Problem to solve:
Provide the records once more, identical to the original.

---------- Supplied entries

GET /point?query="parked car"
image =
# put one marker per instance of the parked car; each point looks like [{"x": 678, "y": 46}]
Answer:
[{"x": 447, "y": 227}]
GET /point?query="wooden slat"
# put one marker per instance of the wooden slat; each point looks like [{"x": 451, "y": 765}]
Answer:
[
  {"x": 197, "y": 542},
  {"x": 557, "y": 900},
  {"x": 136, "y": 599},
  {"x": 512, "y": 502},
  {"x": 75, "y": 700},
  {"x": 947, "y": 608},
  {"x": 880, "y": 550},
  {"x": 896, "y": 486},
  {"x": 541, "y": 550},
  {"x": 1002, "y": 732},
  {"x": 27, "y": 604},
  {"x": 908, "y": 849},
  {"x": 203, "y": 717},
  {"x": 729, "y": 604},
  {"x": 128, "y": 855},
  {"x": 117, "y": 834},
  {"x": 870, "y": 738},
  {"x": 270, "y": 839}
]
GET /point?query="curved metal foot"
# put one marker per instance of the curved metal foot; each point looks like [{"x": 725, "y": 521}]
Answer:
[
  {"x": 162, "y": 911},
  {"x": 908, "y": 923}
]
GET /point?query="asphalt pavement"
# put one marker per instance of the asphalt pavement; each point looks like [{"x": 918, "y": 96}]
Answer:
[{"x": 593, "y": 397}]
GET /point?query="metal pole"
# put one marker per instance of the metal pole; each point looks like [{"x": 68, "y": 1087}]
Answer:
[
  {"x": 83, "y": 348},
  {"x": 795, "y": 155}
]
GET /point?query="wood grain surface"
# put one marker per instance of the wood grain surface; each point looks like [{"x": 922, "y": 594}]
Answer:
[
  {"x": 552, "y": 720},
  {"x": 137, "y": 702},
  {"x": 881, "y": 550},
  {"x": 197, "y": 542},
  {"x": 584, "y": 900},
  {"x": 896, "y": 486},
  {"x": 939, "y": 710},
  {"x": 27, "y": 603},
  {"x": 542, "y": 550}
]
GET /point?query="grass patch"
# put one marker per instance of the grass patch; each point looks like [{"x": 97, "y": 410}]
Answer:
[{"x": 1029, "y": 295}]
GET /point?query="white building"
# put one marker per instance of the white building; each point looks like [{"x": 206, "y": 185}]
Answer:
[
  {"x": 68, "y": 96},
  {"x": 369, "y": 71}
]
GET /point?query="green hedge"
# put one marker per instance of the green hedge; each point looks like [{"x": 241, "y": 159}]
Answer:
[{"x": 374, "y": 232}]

--------------------

Result of the exercise:
GET /point?query="parked car"
image =
# put one marker per instance of the parked car; each point looks like [{"x": 678, "y": 46}]
Answer:
[{"x": 447, "y": 227}]
GET /point?query="wooden slat"
# put one marker per instance of the wooden slat; each point looks like [{"x": 451, "y": 765}]
Answer:
[
  {"x": 197, "y": 542},
  {"x": 557, "y": 900},
  {"x": 136, "y": 599},
  {"x": 512, "y": 502},
  {"x": 75, "y": 700},
  {"x": 947, "y": 608},
  {"x": 880, "y": 550},
  {"x": 896, "y": 486},
  {"x": 541, "y": 550},
  {"x": 1002, "y": 732},
  {"x": 27, "y": 604},
  {"x": 908, "y": 849},
  {"x": 203, "y": 717},
  {"x": 729, "y": 604},
  {"x": 128, "y": 855},
  {"x": 117, "y": 834},
  {"x": 870, "y": 738},
  {"x": 270, "y": 839}
]
GET /point?query="curved metal foot"
# put one marker per instance of the curved metal foot; each point looks like [{"x": 725, "y": 521}]
Answer:
[
  {"x": 162, "y": 911},
  {"x": 908, "y": 923}
]
GET /point?query="asphalt pavement"
# put one marker per instance of the asphalt pavement; each point looks like [{"x": 918, "y": 96}]
Answer:
[{"x": 593, "y": 397}]
GET /point?query="metal pole"
# put one marker per instance of the metal pole; each point looks like [{"x": 68, "y": 1087}]
Answer:
[
  {"x": 83, "y": 348},
  {"x": 795, "y": 155}
]
GET /point?query="wood grain surface"
# put one marker per instance of the wood grain surface; each point looks like [{"x": 922, "y": 594}]
Answer:
[
  {"x": 552, "y": 720},
  {"x": 137, "y": 702},
  {"x": 881, "y": 550},
  {"x": 197, "y": 542},
  {"x": 584, "y": 900},
  {"x": 896, "y": 486},
  {"x": 939, "y": 710},
  {"x": 27, "y": 603},
  {"x": 542, "y": 550}
]
GET /point?query="grass patch"
# put one marker per instance of the grass patch; each point looks like [{"x": 97, "y": 410}]
Answer:
[{"x": 1029, "y": 295}]
GET /point?query="white building"
# put one marker per instance of the white building; each point looks like [{"x": 206, "y": 185}]
Answer:
[
  {"x": 68, "y": 96},
  {"x": 369, "y": 71}
]
GET /point?query="green hedge"
# put one marker per instance of the green hedge; each point looks like [{"x": 241, "y": 159}]
Answer:
[{"x": 374, "y": 232}]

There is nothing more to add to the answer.